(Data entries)

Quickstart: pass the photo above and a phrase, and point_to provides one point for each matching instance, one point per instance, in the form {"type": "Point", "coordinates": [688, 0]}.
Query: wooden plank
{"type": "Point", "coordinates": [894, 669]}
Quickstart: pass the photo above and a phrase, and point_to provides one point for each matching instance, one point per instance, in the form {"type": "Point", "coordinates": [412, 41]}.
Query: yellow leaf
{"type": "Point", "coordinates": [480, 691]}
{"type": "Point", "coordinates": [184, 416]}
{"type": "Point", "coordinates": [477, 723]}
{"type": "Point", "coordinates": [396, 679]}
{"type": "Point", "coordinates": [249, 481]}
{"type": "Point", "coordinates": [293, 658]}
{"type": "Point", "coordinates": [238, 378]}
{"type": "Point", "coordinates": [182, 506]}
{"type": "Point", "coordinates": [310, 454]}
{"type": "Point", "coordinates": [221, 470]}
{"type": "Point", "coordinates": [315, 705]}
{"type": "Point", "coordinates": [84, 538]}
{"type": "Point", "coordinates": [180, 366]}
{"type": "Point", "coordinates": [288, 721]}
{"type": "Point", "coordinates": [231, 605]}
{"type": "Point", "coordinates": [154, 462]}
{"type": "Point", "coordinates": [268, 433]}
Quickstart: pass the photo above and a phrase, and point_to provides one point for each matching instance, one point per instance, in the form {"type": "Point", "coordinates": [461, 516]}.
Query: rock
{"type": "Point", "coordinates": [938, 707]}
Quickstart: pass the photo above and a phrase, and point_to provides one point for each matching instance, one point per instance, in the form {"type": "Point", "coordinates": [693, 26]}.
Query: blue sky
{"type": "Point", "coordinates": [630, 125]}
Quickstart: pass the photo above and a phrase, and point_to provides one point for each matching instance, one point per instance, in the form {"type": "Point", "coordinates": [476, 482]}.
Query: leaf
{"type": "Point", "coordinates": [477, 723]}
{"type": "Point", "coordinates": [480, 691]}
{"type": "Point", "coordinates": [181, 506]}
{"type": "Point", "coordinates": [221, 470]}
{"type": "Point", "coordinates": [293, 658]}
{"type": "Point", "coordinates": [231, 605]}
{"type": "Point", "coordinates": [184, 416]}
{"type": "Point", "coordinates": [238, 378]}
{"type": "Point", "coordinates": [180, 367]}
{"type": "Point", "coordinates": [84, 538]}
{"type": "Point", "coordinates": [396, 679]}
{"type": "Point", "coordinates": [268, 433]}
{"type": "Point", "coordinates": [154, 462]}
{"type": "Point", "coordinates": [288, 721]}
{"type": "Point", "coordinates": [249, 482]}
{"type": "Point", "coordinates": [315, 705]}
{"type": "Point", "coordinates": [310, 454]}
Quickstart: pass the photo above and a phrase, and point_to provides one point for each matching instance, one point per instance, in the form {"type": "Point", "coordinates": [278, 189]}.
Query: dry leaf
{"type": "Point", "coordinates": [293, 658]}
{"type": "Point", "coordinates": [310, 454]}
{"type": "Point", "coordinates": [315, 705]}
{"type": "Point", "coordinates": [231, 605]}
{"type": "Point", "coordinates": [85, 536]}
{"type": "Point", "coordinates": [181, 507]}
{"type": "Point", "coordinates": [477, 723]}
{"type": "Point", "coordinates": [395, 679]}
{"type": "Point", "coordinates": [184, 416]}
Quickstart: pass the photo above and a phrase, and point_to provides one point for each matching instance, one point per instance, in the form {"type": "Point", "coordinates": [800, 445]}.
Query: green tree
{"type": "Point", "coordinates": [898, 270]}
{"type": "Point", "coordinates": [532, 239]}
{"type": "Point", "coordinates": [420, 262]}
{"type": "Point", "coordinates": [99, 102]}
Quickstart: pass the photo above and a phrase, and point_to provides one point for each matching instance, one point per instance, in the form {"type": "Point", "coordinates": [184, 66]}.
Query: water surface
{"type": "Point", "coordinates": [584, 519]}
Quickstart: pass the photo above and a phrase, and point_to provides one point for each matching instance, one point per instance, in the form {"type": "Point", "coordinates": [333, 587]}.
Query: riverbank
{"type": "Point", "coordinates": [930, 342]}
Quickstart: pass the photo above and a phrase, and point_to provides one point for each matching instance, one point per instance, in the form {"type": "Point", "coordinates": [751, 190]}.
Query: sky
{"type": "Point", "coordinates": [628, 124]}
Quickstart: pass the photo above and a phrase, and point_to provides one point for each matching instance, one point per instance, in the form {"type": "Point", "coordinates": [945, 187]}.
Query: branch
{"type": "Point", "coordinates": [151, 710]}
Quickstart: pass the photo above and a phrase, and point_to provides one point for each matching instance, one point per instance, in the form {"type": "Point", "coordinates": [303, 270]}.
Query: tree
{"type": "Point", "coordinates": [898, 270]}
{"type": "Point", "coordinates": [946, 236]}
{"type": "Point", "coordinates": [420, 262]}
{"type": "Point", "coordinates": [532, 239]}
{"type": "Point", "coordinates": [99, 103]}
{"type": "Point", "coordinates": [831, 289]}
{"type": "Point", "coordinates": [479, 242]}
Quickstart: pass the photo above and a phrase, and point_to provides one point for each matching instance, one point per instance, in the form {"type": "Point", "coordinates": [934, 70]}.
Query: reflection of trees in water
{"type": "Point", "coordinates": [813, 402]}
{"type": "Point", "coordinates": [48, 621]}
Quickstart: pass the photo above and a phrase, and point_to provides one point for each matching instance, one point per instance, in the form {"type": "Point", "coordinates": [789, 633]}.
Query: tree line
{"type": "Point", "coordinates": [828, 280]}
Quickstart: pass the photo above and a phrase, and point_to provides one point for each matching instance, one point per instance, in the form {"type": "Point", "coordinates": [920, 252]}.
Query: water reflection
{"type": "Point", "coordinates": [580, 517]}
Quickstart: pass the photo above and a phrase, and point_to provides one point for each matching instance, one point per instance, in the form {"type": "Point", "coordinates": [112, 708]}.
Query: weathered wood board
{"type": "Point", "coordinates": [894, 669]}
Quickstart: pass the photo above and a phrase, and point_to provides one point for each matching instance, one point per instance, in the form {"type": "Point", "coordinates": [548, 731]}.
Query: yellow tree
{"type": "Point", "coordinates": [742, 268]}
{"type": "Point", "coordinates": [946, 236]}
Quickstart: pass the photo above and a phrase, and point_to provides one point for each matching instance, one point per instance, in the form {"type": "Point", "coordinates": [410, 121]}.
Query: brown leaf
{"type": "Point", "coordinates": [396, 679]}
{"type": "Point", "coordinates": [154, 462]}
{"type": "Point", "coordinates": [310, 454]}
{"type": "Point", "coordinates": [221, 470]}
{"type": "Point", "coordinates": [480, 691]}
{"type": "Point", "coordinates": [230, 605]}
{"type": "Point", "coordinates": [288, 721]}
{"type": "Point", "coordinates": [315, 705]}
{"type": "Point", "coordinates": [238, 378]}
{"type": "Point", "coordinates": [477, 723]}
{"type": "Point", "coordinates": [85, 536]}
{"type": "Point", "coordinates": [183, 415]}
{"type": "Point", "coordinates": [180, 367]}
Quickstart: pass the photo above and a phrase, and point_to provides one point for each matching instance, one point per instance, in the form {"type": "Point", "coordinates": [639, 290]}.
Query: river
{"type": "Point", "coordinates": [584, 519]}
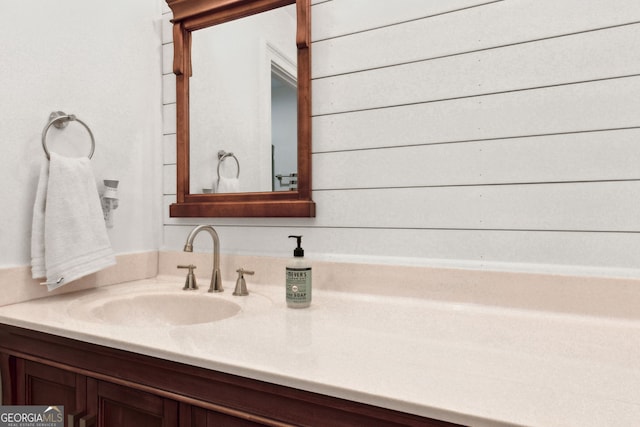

§ DIRECTIONS: Beginning with the line that contains "Query: yellow tree" and ending with the last line of the data, restate each line word for word. Exclude the pictures.

§ OUTPUT:
Query: yellow tree
{"type": "Point", "coordinates": [742, 268]}
{"type": "Point", "coordinates": [946, 236]}
Quickstart: pass the photo above and a phrase, and point_to provides one point for each matching instance, one point per instance, in the form {"type": "Point", "coordinates": [410, 121]}.
Query: brown leaf
{"type": "Point", "coordinates": [396, 679]}
{"type": "Point", "coordinates": [154, 462]}
{"type": "Point", "coordinates": [310, 454]}
{"type": "Point", "coordinates": [221, 470]}
{"type": "Point", "coordinates": [480, 691]}
{"type": "Point", "coordinates": [230, 605]}
{"type": "Point", "coordinates": [288, 721]}
{"type": "Point", "coordinates": [315, 705]}
{"type": "Point", "coordinates": [238, 378]}
{"type": "Point", "coordinates": [477, 723]}
{"type": "Point", "coordinates": [85, 536]}
{"type": "Point", "coordinates": [183, 415]}
{"type": "Point", "coordinates": [180, 367]}
Quickstart: pass the photo above and a phrase, and point_to provides one point for each matching instance, one point per instance, in the form {"type": "Point", "coordinates": [639, 290]}.
Query: river
{"type": "Point", "coordinates": [584, 519]}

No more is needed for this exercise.